• TEXTO DEL EJERCICIO:
::::
En contraste, en Argentina durante los últimos 40 años la pobreza estructural ha explotado con cada crisis y aunque en los años de crecimiento que le siguen a una recesión la situación mejora, generalmente no regresa a los niveles previos al crack.

En un informe del CIPPEC y el CEDLAS se identifican seis episodios, previos a la última recesión de 2018 que se corona con la pandemia.

Un primer aumento de vulnerabilidad social se produce en los 80s por el estancamiento económico combinado con alta inflación, pero es con las hiperinflaciones del 1989 y 1990, que vemos un salto que duplica los niveles de pobreza de la década.

Si bien el éxito de la Convertibilidad logra hacer retroceder ese pico y hacia 1993 la economía recuperaba los niveles de pobreza de 1987 (que serían equivalente a los del 2017), el fuerte cambio tecnológico de los 90s y el proceso de privatizaciones y reducción del Estado, corrió nuevamente el arco y luego la crisis de 2001-2002 dejó un nuevo récord, inclusive superior al de 1989.

Desde entonces la situación mejoró hasta 2011, cuando se estancó hasta 2017, para volver a colapsar, primero con la devaluación de 2018 y luego con los efectos de la cuarentena de 2020.

Sin embargo, la enorme volatilidad macroeconómica no es un accidente sino un producto de las malas políticas económicas. Es cierto que, por ejemplo, el 42 por ciento de la pobreza que conocimos esta semana tiene mucho que ver con la pandemia, pero somos uno de los países donde más impacto económico tuvo el coronavirus, porque insistimos en una cuarentena eterna y mal gestionada que destruyó el 40 por ciento de los empleos informales en el segundo trimestre de 2020 y un 17 por ciento de los trabajadores en negro aún no recuperaron su empleo.

Las privatizaciones y desregulación de los 90s, que eran muy necesarias y que produjeron un salto de productividad de la economía, se hicieron sin red de seguridad social que amortiguara la transición y en la segunda mitad de esa década, el gobierno gastó sistemáticamente por encima de sus ingresos conduciendo al colapso de 2001.

Desde 2011 la economía tuvo una década de anabólicos, primero con el atraso cambiario del 50 por ciento que Cristina Kirchner hizo con fines electorales y después con el abuso de el uso deuda por parte de un gobierno que prefirió hacer el ajuste de manera gradual, lo que condujo a un nuevo salto de pobreza cuando el mercado forzó una devaluación que nos devolvió al nivel de tipo de cambio real que teníamos en 2010-2011. Las crisis no nacen de un repollo y si no advertimos los desequilibrios macro cuando se producen, después los pagamos con más pobreza.
::::
• DATOS DISPONIBLES:
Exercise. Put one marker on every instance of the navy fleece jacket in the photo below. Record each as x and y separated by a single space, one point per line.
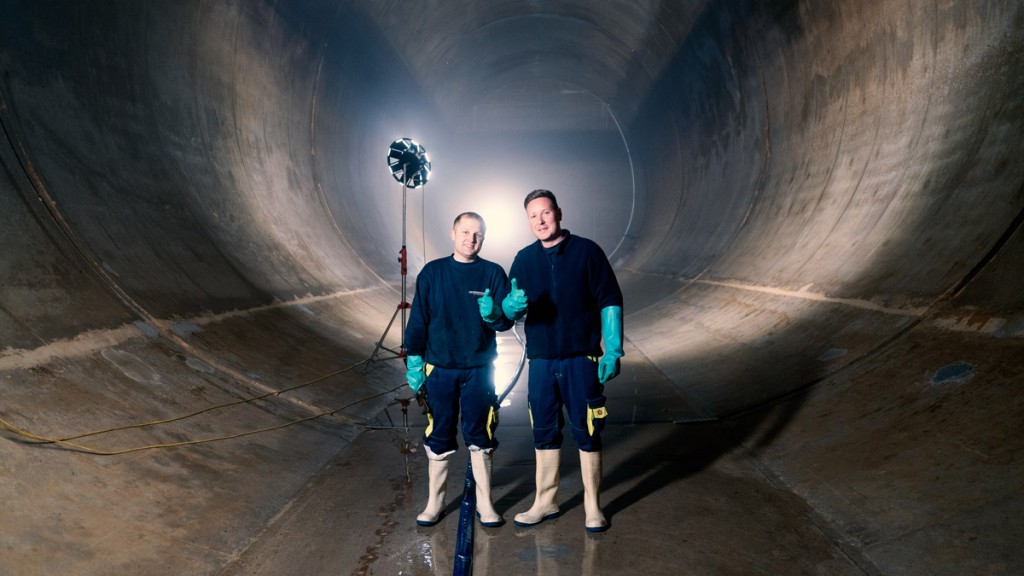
444 325
566 287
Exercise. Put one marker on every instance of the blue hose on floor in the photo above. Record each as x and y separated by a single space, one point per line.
467 511
464 541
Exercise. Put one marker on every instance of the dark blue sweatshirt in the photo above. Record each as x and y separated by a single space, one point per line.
444 325
566 287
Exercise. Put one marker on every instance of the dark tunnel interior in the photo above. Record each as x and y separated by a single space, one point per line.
814 210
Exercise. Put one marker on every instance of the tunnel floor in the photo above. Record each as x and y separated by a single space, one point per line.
683 495
672 511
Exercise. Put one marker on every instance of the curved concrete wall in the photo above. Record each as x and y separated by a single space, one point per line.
814 209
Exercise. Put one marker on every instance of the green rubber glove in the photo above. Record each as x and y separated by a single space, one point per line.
514 305
611 329
486 303
415 374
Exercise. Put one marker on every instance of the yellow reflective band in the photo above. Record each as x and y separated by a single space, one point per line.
592 414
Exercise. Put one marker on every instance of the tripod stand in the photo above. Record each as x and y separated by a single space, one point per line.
411 167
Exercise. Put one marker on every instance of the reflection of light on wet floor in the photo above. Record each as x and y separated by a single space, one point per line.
509 354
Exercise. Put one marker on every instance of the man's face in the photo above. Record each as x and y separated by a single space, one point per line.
544 219
467 238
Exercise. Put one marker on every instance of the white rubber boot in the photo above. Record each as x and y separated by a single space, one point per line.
545 506
590 467
437 487
481 474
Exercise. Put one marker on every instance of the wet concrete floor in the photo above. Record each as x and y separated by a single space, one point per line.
682 498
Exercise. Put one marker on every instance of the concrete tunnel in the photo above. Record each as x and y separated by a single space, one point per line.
814 210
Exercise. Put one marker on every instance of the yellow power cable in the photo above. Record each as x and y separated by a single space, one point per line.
208 409
66 441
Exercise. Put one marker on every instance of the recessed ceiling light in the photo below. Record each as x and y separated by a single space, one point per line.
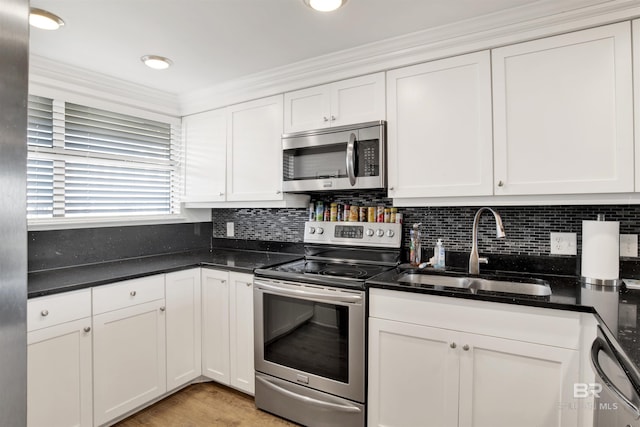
44 20
325 5
156 62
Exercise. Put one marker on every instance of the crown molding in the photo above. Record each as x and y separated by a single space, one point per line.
48 75
544 18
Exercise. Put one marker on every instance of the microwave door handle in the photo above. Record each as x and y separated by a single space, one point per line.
598 346
351 159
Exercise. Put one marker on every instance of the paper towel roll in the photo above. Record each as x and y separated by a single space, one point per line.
600 250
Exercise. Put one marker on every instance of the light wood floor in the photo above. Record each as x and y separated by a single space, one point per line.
204 404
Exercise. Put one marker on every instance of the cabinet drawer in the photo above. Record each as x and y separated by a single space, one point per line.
128 293
546 326
53 310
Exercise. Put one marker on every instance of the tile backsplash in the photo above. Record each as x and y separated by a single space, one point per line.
527 227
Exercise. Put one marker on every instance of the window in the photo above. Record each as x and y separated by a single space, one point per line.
87 162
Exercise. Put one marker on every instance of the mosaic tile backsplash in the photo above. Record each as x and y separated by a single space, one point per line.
527 227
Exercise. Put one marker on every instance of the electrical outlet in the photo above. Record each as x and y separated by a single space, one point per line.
564 244
629 245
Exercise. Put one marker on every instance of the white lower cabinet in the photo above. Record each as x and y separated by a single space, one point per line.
421 375
227 328
129 346
59 373
183 313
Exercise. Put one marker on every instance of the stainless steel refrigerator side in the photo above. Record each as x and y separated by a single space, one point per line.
14 69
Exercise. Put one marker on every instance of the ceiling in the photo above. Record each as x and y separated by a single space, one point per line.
215 41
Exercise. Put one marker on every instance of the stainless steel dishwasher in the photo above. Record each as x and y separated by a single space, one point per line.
617 386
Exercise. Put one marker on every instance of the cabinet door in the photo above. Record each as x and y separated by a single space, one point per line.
241 331
358 100
129 359
413 375
215 325
564 114
307 109
254 150
59 375
440 131
507 383
184 338
205 139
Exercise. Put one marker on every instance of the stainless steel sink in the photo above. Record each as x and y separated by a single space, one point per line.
528 286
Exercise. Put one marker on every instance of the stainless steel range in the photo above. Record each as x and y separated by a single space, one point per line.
310 318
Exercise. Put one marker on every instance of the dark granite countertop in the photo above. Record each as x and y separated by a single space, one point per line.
46 282
618 310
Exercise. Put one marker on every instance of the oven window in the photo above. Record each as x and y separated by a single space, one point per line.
307 336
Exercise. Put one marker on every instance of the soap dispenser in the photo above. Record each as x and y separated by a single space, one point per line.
415 246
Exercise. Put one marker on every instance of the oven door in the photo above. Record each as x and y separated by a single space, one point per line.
311 335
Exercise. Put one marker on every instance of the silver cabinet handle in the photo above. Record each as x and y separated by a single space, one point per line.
351 159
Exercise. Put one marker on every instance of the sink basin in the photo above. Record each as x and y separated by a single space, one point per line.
527 286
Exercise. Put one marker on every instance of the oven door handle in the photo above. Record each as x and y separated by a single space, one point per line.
326 296
307 399
351 159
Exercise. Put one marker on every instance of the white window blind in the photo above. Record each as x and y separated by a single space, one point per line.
87 162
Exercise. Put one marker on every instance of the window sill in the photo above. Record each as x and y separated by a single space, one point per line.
188 215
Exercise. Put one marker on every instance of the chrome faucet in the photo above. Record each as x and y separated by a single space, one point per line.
474 258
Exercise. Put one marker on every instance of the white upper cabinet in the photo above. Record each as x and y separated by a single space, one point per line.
233 157
563 114
636 96
205 139
356 100
439 129
254 150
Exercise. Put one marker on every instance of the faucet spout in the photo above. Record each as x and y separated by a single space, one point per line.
474 257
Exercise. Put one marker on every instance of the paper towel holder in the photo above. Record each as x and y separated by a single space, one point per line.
605 283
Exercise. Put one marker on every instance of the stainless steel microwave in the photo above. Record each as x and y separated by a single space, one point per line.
340 158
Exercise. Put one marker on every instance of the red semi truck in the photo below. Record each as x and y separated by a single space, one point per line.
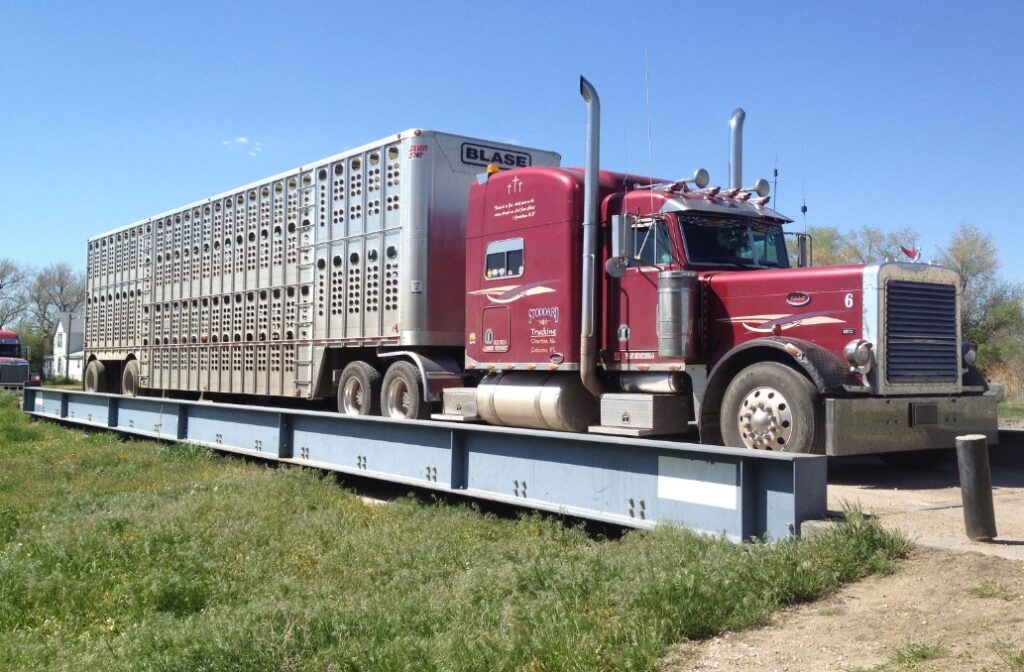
::::
• ENUNCIADO DEL PROBLEMA:
Reescriba el pasaje del texto sobre la pobreza en Argentina que comienza con "Desde entonces la" y sigue hasta "cuarentena de 2020.", cambiando "se estancó" por "se frenó".

• EJERCICIO RESUELTO:
Desde entonces la situación mejoró hasta 2011, cuando se frenó hasta 2017, para volver a colapsar, primero con la devaluación de 2018 y luego con los efectos de la cuarentena de 2020.